* What is asked: Gather every line of the listing below that contains the word "plastic", and copy each one in full.

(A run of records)
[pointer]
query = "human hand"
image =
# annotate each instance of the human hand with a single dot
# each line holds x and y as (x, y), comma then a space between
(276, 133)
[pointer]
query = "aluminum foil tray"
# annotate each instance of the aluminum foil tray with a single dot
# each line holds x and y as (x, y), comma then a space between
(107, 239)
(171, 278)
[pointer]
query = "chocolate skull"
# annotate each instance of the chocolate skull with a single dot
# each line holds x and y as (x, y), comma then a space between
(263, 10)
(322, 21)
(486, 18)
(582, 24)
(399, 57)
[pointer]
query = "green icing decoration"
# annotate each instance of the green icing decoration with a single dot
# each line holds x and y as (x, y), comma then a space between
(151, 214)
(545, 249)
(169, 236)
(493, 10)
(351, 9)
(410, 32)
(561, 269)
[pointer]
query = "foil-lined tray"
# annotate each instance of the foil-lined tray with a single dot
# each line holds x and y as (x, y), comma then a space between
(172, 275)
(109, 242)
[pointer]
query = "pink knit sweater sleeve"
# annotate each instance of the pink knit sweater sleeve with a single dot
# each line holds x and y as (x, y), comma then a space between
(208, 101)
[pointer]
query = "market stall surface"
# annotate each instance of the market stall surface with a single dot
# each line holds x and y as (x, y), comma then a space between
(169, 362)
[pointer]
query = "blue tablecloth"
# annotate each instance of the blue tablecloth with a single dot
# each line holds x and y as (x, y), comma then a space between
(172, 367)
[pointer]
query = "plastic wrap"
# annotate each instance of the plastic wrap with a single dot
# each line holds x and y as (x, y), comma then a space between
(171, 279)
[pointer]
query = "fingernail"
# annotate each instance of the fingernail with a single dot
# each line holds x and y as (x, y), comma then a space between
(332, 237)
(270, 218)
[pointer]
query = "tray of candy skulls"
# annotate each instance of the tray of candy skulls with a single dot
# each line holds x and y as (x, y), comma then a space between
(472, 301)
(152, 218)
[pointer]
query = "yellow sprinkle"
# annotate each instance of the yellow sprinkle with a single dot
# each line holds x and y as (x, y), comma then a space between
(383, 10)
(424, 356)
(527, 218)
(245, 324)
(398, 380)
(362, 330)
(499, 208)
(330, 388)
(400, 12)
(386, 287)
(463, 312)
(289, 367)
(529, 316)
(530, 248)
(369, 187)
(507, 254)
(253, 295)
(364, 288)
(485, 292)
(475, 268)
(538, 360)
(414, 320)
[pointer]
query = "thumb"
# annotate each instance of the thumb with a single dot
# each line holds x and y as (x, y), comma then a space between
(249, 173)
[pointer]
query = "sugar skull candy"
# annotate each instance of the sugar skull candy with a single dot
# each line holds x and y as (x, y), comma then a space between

* Complete output:
query = "plastic wrap"
# annotate each instance of the plastic wrap with a single dot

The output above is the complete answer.